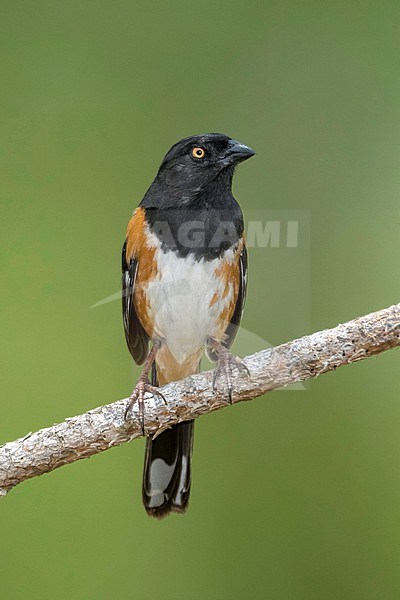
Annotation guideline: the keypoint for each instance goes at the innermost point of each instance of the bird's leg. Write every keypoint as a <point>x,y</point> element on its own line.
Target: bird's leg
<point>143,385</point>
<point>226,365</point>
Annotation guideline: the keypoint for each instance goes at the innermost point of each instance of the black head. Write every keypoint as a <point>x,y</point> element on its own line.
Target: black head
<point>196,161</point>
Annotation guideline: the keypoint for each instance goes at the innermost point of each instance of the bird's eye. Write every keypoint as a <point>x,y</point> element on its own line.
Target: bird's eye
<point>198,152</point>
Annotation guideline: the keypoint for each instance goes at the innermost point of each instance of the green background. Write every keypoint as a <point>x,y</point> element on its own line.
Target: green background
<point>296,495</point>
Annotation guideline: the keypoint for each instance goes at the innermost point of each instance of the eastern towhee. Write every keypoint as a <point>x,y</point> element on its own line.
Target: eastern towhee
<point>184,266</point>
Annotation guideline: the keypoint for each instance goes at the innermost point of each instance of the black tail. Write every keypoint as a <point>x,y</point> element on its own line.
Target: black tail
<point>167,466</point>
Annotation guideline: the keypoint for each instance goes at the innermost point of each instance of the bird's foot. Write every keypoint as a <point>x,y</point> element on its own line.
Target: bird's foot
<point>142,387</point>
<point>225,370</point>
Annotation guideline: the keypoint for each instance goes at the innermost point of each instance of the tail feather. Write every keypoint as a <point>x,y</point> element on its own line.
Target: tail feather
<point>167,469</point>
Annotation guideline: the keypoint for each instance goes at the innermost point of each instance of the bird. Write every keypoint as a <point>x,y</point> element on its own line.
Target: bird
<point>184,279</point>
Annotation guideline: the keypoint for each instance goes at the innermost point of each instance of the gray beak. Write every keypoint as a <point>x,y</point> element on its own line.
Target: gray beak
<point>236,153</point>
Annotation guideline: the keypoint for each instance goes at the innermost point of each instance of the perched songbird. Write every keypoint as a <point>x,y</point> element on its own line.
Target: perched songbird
******
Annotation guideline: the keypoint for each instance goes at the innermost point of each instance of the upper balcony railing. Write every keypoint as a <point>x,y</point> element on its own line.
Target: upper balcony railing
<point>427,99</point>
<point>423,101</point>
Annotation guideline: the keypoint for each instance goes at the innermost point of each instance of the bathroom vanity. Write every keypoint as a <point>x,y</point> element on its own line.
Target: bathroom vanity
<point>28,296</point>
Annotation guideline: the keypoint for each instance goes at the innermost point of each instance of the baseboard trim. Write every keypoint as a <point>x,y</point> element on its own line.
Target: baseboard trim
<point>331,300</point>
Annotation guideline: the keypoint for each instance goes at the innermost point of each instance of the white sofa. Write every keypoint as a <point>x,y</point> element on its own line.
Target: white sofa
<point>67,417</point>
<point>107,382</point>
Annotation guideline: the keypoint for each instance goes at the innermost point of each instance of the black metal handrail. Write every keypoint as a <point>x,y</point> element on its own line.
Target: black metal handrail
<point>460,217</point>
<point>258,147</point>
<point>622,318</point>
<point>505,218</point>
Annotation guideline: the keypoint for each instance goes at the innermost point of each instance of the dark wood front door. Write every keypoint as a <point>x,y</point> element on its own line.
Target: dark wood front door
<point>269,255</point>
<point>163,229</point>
******
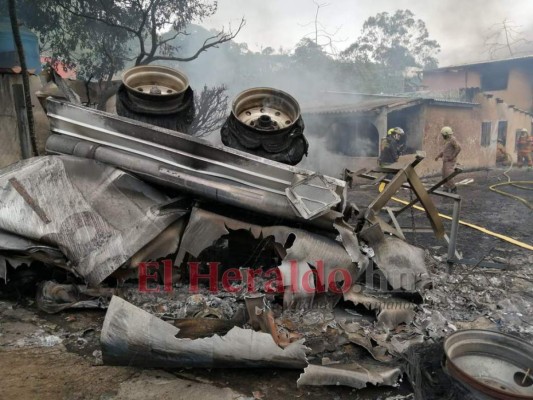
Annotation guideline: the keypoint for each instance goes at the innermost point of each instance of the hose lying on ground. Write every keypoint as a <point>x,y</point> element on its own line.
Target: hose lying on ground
******
* **Written request**
Scale the data in the part that opens with the line containing "the bird's leg." and closes with the line containing "<point>226,365</point>", both ends included. Reproduce only those lines with all other text unchanged, multiplying every point coordinate by 2.6 and rounding each result to a whole number, with halves rounded up.

* **Written answer**
Annotation guideline: the keypoint for each instance goes at the innermost point of each instance of the bird's leg. Write every keypoint as a <point>x,y</point> element on its own line.
Target: bird's leg
<point>372,1001</point>
<point>588,949</point>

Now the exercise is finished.